* [Excerpted text]:
Ah, so the "key" is that we end up using

  vect_last_16.23_74 = (vector(4) int) vect_aval_13.19_70;
  vect_last_8.25_77 = VEC_COND_EXPR <mask__9.24_76, vect_last_16.23_74, 
vect_last_19.16_67>;

so we can promote V4HI to V4SI via direct conversion instead of
via unpacking.  The x86 backend has no such feat, while it can
do zero_extend via punpcklwd doing a sign_extend requires a
compare, unpacking the result with itself and then doing the
punpcklwd ontop of that.  Of course that's what we're doing
when using vec_unpack_lo/hi_expr already.

> >
> > It doesn't seem to make a difference for x86.  That said, the "fix" is
> > probably sticking the correct target on the dump-check, it seems
> > that vect_fold_extract_last is no longer correct here.
> Um sorry, I did go thru various checks in target-supports.exp, but not
> sure which one will be appropriate for this case,
> and am stuck here :/ Could you please suggest how to proceed ?

Maybe Richard S. knows the magic thing to test, he originally
implemented the direct conversion support.  I suggest to implement
such dg-checks if they are not present (I can't find them),
possibly quite specific to the modes involved (like we have
other checks with _qi_to_hi suffixes, for float modes maybe
just _float).

Richard.
  
Richard Sandiford Aug. 15, 2023, 8:58 a.m. UTC | #11
Richard Biener <rguenther@suse.de> writes:
> On Mon, 14 Aug 2023, Prathamesh Kulkarni wrote:
>> On Mon, 7 Aug 2023 at 13:19, Richard Biener <richard.guenther@gmail.com> wrote:
>> > It doesn't seem to make a difference for x86.  That said, the "fix" is
>> > probably sticking the correct target on the dump-check, it seems
>> > that vect_fold_extract_last is no longer correct here.
>> Um sorry, I did go thru various checks in target-supports.exp, but not
>> sure which one will be appropriate for this case,
>> and am stuck here :/ Could you please suggest how to proceed ?
>
> Maybe Richard S. knows the magic thing to test, he originally
> implemented the direct conversion support.  I suggest to implement
> such dg-checks if they are not present (I can't find them),
> possibly quite specific to the modes involved (like we have
> other checks with _qi_to_hi suffixes, for float modes maybe
> just _float).

Yeah, can't remember specific selectors for that feature.  TBH I think
most (all?) of the tests were AArch64-specific.

* [Direction]: Can you reproduce the thread on vector conversion word for word, taking everything from "vect_last_16.23_74 = (vector(4)" down to "using vec_unpack_lo/hi_expr already."? Answer from the thread alone.

* [Stored data]:
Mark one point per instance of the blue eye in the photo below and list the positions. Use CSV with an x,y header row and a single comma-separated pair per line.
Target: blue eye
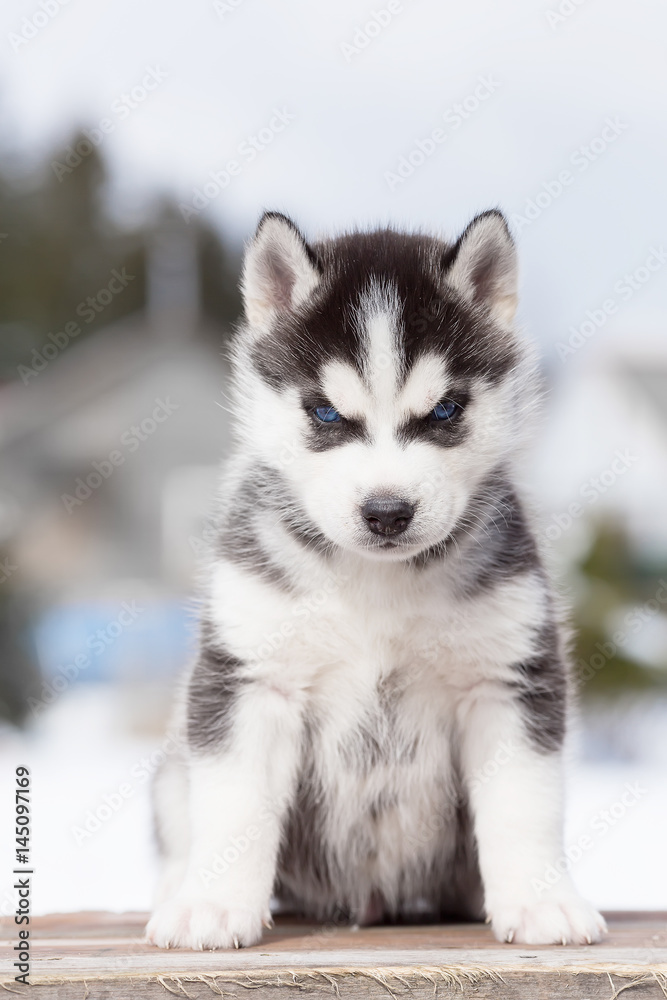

* [Completed exercise]:
vect_last_16.23_74 = (vector(4) int) vect_aval_13.19_70;
  vect_last_8.25_77 = VEC_COND_EXPR <mask__9.24_76, vect_last_16.23_74, 
vect_last_19.16_67>;

so we can promote V4HI to V4SI via direct conversion instead of
via unpacking.  The x86 backend has no such feat, while it can
do zero_extend via punpcklwd doing a sign_extend requires a
compare, unpacking the result with itself and then doing the
punpcklwd ontop of that.  Of course that's what we're doing
when using vec_unpack_lo/hi_expr already.